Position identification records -
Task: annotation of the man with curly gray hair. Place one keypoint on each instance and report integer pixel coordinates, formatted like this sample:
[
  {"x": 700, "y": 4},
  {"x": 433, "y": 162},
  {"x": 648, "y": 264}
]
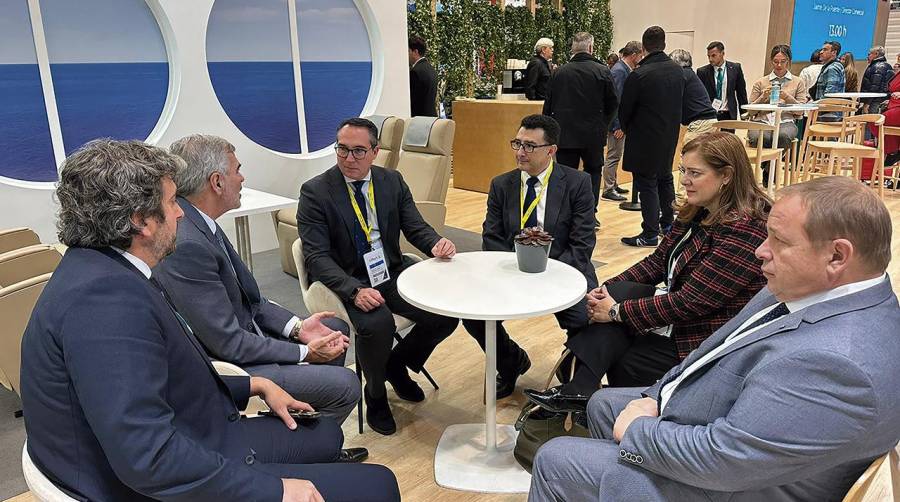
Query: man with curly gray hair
[{"x": 120, "y": 401}]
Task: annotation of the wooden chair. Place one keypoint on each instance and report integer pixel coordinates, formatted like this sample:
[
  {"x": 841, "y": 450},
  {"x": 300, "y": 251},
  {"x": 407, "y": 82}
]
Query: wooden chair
[
  {"x": 844, "y": 156},
  {"x": 15, "y": 238},
  {"x": 757, "y": 154},
  {"x": 880, "y": 482},
  {"x": 816, "y": 129}
]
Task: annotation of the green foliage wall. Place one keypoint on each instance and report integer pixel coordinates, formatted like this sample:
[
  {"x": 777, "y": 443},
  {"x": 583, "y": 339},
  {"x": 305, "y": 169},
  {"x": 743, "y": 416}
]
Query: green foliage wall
[{"x": 469, "y": 41}]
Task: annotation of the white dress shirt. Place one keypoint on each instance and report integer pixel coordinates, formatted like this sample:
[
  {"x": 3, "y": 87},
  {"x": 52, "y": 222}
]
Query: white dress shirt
[
  {"x": 286, "y": 331},
  {"x": 793, "y": 306},
  {"x": 538, "y": 188}
]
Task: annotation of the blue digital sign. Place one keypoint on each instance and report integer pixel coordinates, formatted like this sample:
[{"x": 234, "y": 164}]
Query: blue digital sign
[{"x": 850, "y": 22}]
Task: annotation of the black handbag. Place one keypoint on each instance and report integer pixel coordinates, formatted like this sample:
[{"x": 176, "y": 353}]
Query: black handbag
[{"x": 536, "y": 425}]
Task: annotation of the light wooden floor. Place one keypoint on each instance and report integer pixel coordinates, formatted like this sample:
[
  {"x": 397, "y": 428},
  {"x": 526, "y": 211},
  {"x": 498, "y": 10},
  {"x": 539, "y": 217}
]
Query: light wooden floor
[{"x": 458, "y": 363}]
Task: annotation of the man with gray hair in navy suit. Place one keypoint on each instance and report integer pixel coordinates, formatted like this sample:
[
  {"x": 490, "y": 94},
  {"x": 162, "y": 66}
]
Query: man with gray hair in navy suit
[{"x": 790, "y": 400}]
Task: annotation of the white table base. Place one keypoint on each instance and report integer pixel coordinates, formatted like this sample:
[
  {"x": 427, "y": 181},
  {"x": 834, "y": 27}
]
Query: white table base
[{"x": 463, "y": 462}]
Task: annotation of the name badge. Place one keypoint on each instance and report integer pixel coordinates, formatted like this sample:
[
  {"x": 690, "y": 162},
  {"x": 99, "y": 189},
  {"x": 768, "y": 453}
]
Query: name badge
[{"x": 376, "y": 266}]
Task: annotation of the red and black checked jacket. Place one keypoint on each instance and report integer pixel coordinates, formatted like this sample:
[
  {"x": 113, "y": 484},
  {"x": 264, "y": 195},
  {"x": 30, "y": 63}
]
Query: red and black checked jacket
[{"x": 714, "y": 278}]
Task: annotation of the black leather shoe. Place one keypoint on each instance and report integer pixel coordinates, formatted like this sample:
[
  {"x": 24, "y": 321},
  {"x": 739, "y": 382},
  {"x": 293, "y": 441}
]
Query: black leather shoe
[
  {"x": 554, "y": 400},
  {"x": 506, "y": 385},
  {"x": 405, "y": 387},
  {"x": 378, "y": 415},
  {"x": 352, "y": 455}
]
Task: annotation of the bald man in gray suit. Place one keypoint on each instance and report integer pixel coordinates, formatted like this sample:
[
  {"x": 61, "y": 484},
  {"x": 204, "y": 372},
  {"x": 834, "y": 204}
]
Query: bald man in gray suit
[{"x": 790, "y": 400}]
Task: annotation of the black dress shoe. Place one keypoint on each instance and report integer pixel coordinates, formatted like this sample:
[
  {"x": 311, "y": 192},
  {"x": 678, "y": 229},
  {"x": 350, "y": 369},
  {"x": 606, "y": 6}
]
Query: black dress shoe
[
  {"x": 352, "y": 455},
  {"x": 506, "y": 385},
  {"x": 405, "y": 387},
  {"x": 554, "y": 400},
  {"x": 378, "y": 414}
]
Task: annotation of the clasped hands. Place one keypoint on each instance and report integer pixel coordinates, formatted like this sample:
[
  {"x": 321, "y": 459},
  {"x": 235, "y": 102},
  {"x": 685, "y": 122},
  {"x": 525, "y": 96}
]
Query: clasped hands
[
  {"x": 599, "y": 302},
  {"x": 368, "y": 299}
]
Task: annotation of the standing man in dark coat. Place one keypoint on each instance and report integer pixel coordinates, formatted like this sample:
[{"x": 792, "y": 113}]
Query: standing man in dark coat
[
  {"x": 537, "y": 74},
  {"x": 724, "y": 82},
  {"x": 422, "y": 80},
  {"x": 650, "y": 115},
  {"x": 582, "y": 98}
]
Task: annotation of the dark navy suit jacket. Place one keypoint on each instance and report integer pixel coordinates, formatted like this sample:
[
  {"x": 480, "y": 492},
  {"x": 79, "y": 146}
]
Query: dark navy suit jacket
[
  {"x": 221, "y": 304},
  {"x": 120, "y": 402}
]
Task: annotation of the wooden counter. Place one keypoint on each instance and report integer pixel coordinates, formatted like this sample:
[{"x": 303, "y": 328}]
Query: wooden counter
[{"x": 481, "y": 147}]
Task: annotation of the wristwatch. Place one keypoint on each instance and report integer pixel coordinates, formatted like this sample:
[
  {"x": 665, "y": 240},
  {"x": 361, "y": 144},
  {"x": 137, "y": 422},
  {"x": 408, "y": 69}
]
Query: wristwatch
[{"x": 614, "y": 312}]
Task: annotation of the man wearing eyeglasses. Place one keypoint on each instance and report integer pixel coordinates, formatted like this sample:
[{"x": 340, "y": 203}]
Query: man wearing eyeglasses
[
  {"x": 539, "y": 193},
  {"x": 350, "y": 218}
]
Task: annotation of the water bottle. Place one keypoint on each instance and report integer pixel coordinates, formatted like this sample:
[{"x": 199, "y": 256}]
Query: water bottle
[{"x": 775, "y": 95}]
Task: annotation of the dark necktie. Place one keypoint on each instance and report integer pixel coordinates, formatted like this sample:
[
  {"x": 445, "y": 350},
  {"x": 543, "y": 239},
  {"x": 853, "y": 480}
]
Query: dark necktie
[
  {"x": 530, "y": 195},
  {"x": 779, "y": 311},
  {"x": 720, "y": 75},
  {"x": 359, "y": 237}
]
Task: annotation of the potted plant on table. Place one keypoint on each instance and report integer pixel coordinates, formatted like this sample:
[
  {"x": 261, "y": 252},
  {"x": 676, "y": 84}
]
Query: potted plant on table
[{"x": 532, "y": 249}]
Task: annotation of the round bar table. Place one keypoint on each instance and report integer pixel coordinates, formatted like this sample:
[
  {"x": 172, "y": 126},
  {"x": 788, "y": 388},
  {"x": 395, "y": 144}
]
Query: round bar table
[
  {"x": 486, "y": 286},
  {"x": 778, "y": 110}
]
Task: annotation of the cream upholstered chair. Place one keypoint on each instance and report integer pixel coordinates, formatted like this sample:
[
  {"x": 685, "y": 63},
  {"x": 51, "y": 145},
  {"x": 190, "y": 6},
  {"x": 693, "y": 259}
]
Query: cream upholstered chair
[
  {"x": 255, "y": 404},
  {"x": 318, "y": 298},
  {"x": 16, "y": 303},
  {"x": 25, "y": 263},
  {"x": 15, "y": 238},
  {"x": 42, "y": 489},
  {"x": 390, "y": 136}
]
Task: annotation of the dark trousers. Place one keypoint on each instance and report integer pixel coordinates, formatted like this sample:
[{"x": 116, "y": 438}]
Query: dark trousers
[
  {"x": 628, "y": 359},
  {"x": 657, "y": 193},
  {"x": 306, "y": 453},
  {"x": 593, "y": 160},
  {"x": 375, "y": 335},
  {"x": 572, "y": 319}
]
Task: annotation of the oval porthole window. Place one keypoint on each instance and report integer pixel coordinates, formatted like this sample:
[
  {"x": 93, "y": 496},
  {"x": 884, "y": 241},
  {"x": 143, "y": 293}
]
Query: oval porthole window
[
  {"x": 106, "y": 75},
  {"x": 287, "y": 72}
]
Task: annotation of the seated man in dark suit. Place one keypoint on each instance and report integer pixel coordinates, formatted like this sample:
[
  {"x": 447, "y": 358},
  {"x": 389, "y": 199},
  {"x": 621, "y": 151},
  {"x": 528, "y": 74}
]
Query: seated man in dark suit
[
  {"x": 120, "y": 400},
  {"x": 349, "y": 219},
  {"x": 216, "y": 293},
  {"x": 557, "y": 198}
]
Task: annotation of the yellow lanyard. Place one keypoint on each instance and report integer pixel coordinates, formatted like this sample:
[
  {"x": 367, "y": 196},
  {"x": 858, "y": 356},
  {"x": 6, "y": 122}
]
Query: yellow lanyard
[
  {"x": 367, "y": 229},
  {"x": 524, "y": 214}
]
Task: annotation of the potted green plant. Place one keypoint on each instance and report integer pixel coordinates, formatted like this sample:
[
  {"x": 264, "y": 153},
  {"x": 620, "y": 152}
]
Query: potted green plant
[{"x": 532, "y": 249}]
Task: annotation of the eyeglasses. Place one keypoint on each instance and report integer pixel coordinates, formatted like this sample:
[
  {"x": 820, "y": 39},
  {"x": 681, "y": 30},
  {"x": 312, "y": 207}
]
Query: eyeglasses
[
  {"x": 528, "y": 147},
  {"x": 690, "y": 174},
  {"x": 344, "y": 152}
]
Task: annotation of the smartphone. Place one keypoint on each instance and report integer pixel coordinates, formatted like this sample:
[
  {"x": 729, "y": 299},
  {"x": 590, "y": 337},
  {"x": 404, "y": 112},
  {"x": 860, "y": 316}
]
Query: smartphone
[{"x": 297, "y": 415}]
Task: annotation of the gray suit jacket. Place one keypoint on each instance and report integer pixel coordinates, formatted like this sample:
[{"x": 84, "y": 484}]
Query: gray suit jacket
[
  {"x": 220, "y": 304},
  {"x": 795, "y": 411}
]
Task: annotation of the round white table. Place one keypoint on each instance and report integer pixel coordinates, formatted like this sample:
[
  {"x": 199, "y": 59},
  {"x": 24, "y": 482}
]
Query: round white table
[
  {"x": 778, "y": 110},
  {"x": 487, "y": 286}
]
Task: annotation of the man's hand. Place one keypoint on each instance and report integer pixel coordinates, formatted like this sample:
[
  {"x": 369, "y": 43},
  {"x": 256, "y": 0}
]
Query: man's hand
[
  {"x": 326, "y": 348},
  {"x": 368, "y": 299},
  {"x": 444, "y": 249},
  {"x": 599, "y": 303},
  {"x": 644, "y": 407},
  {"x": 300, "y": 490},
  {"x": 278, "y": 400},
  {"x": 311, "y": 328}
]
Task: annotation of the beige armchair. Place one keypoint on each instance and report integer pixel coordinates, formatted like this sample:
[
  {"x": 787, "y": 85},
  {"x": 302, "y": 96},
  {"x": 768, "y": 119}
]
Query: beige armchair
[
  {"x": 16, "y": 303},
  {"x": 318, "y": 298},
  {"x": 27, "y": 262},
  {"x": 390, "y": 136},
  {"x": 15, "y": 238}
]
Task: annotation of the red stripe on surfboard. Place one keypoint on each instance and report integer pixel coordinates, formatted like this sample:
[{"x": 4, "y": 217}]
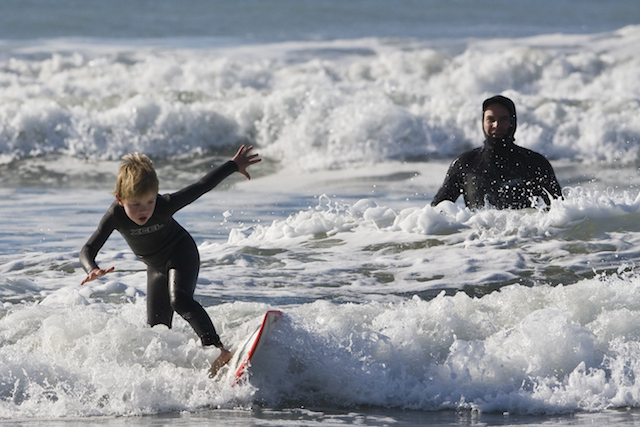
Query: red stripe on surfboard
[{"x": 245, "y": 363}]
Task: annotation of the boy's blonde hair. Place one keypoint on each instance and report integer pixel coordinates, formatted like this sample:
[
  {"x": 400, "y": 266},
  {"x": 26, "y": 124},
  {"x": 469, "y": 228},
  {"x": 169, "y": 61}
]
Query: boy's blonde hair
[{"x": 136, "y": 177}]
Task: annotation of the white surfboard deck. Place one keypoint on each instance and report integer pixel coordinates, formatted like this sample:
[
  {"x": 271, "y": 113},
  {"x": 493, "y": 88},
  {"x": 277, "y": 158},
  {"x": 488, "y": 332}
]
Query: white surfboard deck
[{"x": 241, "y": 360}]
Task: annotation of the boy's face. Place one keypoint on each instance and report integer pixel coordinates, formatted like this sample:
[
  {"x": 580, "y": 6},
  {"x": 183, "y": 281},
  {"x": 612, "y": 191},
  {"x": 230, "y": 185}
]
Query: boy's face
[
  {"x": 497, "y": 120},
  {"x": 139, "y": 210}
]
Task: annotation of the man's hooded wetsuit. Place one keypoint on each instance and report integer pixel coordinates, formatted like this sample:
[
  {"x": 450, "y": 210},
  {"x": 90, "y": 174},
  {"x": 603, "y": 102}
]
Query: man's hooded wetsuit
[
  {"x": 169, "y": 252},
  {"x": 500, "y": 173}
]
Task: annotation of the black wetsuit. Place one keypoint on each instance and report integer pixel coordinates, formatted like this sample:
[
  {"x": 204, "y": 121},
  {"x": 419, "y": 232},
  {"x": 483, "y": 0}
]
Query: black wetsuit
[
  {"x": 501, "y": 174},
  {"x": 169, "y": 252}
]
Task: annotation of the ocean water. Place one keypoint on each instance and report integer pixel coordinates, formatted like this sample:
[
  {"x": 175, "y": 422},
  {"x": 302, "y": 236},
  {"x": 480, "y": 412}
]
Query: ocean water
[{"x": 396, "y": 312}]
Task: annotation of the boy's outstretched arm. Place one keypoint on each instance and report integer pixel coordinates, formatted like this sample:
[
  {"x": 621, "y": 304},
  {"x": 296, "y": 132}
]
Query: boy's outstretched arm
[
  {"x": 244, "y": 159},
  {"x": 96, "y": 273}
]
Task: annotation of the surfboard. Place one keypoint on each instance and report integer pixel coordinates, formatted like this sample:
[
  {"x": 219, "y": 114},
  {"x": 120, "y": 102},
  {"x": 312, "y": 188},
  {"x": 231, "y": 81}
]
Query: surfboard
[{"x": 241, "y": 360}]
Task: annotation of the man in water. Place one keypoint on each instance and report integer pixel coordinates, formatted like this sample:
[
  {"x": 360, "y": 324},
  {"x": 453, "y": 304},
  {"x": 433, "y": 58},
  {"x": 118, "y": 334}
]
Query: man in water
[{"x": 499, "y": 174}]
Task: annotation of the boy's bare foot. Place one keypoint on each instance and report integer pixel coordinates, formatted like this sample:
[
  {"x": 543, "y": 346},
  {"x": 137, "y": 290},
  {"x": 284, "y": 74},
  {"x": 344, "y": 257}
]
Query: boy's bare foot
[{"x": 223, "y": 359}]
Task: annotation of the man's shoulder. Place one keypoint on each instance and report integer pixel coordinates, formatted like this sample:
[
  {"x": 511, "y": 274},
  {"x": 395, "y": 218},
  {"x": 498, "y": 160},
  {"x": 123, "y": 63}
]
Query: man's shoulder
[
  {"x": 470, "y": 154},
  {"x": 532, "y": 155}
]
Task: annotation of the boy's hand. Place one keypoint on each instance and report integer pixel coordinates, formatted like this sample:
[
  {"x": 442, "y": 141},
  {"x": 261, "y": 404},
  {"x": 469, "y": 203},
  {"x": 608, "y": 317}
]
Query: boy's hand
[
  {"x": 243, "y": 159},
  {"x": 95, "y": 273}
]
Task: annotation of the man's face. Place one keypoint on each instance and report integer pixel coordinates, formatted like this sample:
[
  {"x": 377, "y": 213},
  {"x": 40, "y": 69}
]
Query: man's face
[
  {"x": 496, "y": 120},
  {"x": 140, "y": 210}
]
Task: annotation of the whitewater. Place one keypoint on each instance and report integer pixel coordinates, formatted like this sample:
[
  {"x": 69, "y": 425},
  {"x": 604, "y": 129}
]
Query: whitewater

Problem to solve - Format the lines from the one containing "Task: annotation of the boy's hand." through the end of the records, inclusive, as a JSON list of strings with one string per line and blank lines omitted.

Result -
[
  "Task: annotation of the boy's hand. Place one keypoint on each instance and report integer pixel coordinates, formatted like this sample:",
  "[",
  "  {\"x\": 442, \"y\": 141},",
  "  {\"x\": 261, \"y\": 404},",
  "  {\"x\": 469, \"y\": 203},",
  "  {\"x\": 608, \"y\": 317}",
  "]",
  "Query: boy's hand",
  "[",
  "  {\"x\": 243, \"y\": 159},",
  "  {\"x\": 95, \"y\": 273}",
  "]",
  "Task: annotation of the man's face. Place one keypoint on each instance and report integer pixel coordinates, formatted like this sample:",
  "[",
  "  {\"x\": 377, \"y\": 213},",
  "  {\"x\": 40, \"y\": 69}",
  "]",
  "Query: man's face",
  "[",
  "  {\"x\": 496, \"y\": 120},",
  "  {\"x\": 140, \"y\": 210}",
  "]",
  "Task: annotation of the whitewater. Place one keypoint on each instance and report integer pixel coordinates, formatted like this sample:",
  "[",
  "  {\"x\": 69, \"y\": 425},",
  "  {\"x\": 604, \"y\": 129}",
  "]",
  "Query: whitewater"
]